**TO DO:** What is needed is an exact copy of all the records below.

Natural-language object grounding data

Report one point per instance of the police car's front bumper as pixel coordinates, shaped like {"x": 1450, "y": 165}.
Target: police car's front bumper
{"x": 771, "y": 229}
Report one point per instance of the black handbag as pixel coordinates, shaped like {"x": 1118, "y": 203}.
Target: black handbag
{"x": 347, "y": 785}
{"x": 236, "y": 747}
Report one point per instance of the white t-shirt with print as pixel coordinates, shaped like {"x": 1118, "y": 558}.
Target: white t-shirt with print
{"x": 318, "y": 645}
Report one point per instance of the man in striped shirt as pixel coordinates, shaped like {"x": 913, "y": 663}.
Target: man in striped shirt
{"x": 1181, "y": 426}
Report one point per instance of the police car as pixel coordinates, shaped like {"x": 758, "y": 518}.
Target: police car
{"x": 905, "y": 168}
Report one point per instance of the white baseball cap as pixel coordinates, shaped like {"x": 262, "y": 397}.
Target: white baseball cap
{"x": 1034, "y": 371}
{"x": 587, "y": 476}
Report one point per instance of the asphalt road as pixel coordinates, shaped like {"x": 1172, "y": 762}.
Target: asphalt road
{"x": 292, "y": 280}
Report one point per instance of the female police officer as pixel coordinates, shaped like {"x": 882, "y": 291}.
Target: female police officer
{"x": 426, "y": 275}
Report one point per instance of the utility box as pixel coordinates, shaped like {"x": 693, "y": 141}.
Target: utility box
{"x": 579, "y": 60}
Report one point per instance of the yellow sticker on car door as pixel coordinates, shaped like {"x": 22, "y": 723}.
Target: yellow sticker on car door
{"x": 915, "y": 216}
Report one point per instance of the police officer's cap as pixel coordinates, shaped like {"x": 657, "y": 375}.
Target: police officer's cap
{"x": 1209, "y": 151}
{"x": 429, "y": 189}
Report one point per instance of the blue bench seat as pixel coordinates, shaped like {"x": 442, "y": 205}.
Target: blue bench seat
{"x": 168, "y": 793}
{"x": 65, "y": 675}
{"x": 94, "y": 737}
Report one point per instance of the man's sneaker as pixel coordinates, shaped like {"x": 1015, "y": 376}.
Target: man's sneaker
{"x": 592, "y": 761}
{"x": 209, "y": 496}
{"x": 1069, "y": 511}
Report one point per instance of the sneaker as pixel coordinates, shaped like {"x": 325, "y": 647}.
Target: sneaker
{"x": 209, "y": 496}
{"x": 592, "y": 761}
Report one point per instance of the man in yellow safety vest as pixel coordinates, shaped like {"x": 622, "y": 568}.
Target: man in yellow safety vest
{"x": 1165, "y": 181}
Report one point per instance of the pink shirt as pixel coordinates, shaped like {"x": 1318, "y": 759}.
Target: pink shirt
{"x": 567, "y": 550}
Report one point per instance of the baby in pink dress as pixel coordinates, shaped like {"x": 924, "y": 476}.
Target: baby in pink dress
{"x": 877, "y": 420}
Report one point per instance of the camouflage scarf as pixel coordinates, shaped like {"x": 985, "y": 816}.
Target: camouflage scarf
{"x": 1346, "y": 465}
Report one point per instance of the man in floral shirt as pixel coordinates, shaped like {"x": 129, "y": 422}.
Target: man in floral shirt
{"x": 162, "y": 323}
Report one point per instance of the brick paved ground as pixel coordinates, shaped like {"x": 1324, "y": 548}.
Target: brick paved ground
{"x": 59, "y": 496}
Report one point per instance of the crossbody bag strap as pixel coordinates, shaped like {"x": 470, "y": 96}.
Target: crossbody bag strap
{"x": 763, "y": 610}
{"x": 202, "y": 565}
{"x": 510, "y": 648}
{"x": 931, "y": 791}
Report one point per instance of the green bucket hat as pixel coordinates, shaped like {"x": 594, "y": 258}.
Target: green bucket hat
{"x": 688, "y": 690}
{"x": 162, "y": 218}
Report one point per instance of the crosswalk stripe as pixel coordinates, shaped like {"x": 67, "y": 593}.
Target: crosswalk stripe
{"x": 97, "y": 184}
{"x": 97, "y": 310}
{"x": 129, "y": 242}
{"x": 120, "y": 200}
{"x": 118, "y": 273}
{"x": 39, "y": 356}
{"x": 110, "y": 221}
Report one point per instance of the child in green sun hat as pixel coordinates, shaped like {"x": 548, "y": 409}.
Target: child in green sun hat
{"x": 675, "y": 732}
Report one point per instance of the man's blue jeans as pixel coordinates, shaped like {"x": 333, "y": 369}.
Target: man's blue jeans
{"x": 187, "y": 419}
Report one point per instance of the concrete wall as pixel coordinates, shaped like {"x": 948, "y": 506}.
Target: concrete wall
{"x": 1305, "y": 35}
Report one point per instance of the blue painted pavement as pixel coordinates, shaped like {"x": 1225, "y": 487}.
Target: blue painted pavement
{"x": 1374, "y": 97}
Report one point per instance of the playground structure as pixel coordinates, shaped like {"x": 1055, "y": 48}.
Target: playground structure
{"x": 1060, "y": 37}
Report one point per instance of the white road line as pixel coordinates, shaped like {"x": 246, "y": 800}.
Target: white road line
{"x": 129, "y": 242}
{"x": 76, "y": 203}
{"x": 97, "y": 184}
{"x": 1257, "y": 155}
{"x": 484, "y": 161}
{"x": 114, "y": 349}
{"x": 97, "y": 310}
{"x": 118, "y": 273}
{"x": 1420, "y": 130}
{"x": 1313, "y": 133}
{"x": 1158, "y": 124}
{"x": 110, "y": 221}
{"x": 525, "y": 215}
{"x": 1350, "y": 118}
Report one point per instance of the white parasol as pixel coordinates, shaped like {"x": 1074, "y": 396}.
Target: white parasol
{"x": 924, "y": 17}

**TASK ANSWER:**
Report one point per instance of the police car's front bumper as pixel coordinates, shaped like {"x": 1450, "y": 165}.
Target: police car's front bumper
{"x": 771, "y": 229}
Report one point per instance of the black handbag as pixel coordinates, shaped like {"x": 1118, "y": 203}.
Target: black handbag
{"x": 347, "y": 785}
{"x": 236, "y": 747}
Report one point per instance of the white t-shirt with print as pixel coordinates, shaped like {"x": 1118, "y": 558}.
Target: white t-shirt with print
{"x": 318, "y": 645}
Report one point per instance of the man in striped shirt as pixel coordinates, shaped like {"x": 913, "y": 663}.
Target: man in striped shirt
{"x": 1181, "y": 426}
Report one point per instance of the police car as pixel coordinates, shaped like {"x": 758, "y": 518}.
Target: police car
{"x": 905, "y": 168}
Report one point per instance of the white baseball cap as pixel coordinates, shaped like {"x": 262, "y": 397}.
Target: white baseball cap
{"x": 1034, "y": 371}
{"x": 587, "y": 476}
Report one point per instance of the asphalt road as pixel coordinates, shaped like {"x": 1172, "y": 762}.
Target: asphalt road
{"x": 292, "y": 280}
Report one point per instance of the female police officer as pixel coordinates, shaped like {"x": 882, "y": 291}.
Target: female police officer
{"x": 426, "y": 275}
Report one point per instance of the utility box as pixel coordinates, shaped like {"x": 693, "y": 141}.
Target: utility box
{"x": 579, "y": 60}
Report one point per instance of the yellow sticker on car door as pixel coordinates, shaped like {"x": 22, "y": 723}.
Target: yellow sticker on car door
{"x": 915, "y": 216}
Report one point per instance of the police officer's cap as pixel coordinates, shaped like {"x": 657, "y": 375}.
Target: police officer's cap
{"x": 1209, "y": 151}
{"x": 429, "y": 189}
Report one point per instance of the blue bench seat as pixel coordinates, shaped like {"x": 442, "y": 205}.
Target: blue bench seat
{"x": 168, "y": 793}
{"x": 65, "y": 675}
{"x": 94, "y": 737}
Report one point per instance of the man's sneaker as pixel coordinates, shaped like {"x": 1015, "y": 376}.
Target: man's sneaker
{"x": 592, "y": 761}
{"x": 209, "y": 496}
{"x": 1069, "y": 511}
Report one point per instance of the sneaker as pixel coordinates, shaped like {"x": 325, "y": 647}.
Target: sneaker
{"x": 209, "y": 496}
{"x": 592, "y": 761}
Report one point per instance of the man in yellow safety vest as pixel coordinates, shaped like {"x": 622, "y": 568}.
Target: man in yellow safety vest
{"x": 1165, "y": 181}
Report one point per instance of the pink shirt as pixel coordinates, shaped like {"x": 1318, "y": 759}.
Target: pink shirt
{"x": 567, "y": 550}
Report one point per instance of the baby in pink dress as pixel coordinates, shaped like {"x": 924, "y": 476}.
Target: baby in pink dress
{"x": 877, "y": 420}
Report one point per instance of the camouflage scarf as pixel coordinates, shaped like {"x": 985, "y": 816}.
Target: camouflage scarf
{"x": 1346, "y": 465}
Report one point per instance of the man in floral shirt as pixel coordinates, shaped like {"x": 129, "y": 422}.
Target: man in floral shirt
{"x": 162, "y": 323}
Report one point per instance of the brick paved ground as pixel coordinates, shaped like {"x": 1324, "y": 548}.
Target: brick paved ground
{"x": 59, "y": 496}
Report one point per instance of the crossbody bag strap as pixel coordinates, shaped like {"x": 470, "y": 96}.
Target: crossbody bag strap
{"x": 763, "y": 610}
{"x": 202, "y": 565}
{"x": 510, "y": 648}
{"x": 931, "y": 791}
Report one point per instance of the green bucket hat as pixel coordinates, shaped like {"x": 594, "y": 258}.
Target: green bucket hat
{"x": 688, "y": 690}
{"x": 162, "y": 218}
Report one point per instance of the crosswalk stripe as pixel coordinates, shaped like {"x": 67, "y": 593}.
Target: crosswalk stripe
{"x": 97, "y": 184}
{"x": 97, "y": 310}
{"x": 129, "y": 242}
{"x": 120, "y": 200}
{"x": 118, "y": 273}
{"x": 39, "y": 356}
{"x": 110, "y": 221}
Report one point per instance of the child in green sun hat as pixel coordinates, shaped like {"x": 548, "y": 409}.
Target: child in green sun hat
{"x": 675, "y": 732}
Report one point per instance of the man's blue jeans as pixel coordinates, shaped like {"x": 333, "y": 369}.
Target: man's blue jeans
{"x": 187, "y": 419}
Report one point per instance of the concrete wall as pixel coordinates, shaped like {"x": 948, "y": 506}.
Target: concrete wall
{"x": 1305, "y": 35}
Report one point per instance of the blue painted pavement as pixel coordinates, shaped like {"x": 1225, "y": 487}.
Target: blue painted pavement
{"x": 1374, "y": 97}
Report one point per instance of the playground structure as pixel coordinates, shaped like {"x": 1055, "y": 48}.
Target: playground structure
{"x": 1060, "y": 37}
Report one point per instance of the white road line as pixel coordinates, shaped like {"x": 246, "y": 800}.
Target: white road line
{"x": 129, "y": 242}
{"x": 76, "y": 203}
{"x": 97, "y": 184}
{"x": 1257, "y": 155}
{"x": 484, "y": 161}
{"x": 114, "y": 349}
{"x": 97, "y": 310}
{"x": 118, "y": 273}
{"x": 1420, "y": 130}
{"x": 1313, "y": 133}
{"x": 1158, "y": 124}
{"x": 110, "y": 221}
{"x": 525, "y": 215}
{"x": 1350, "y": 118}
Report one point per instance of the white parasol as pixel coordinates, shaped like {"x": 1074, "y": 396}.
Target: white parasol
{"x": 924, "y": 17}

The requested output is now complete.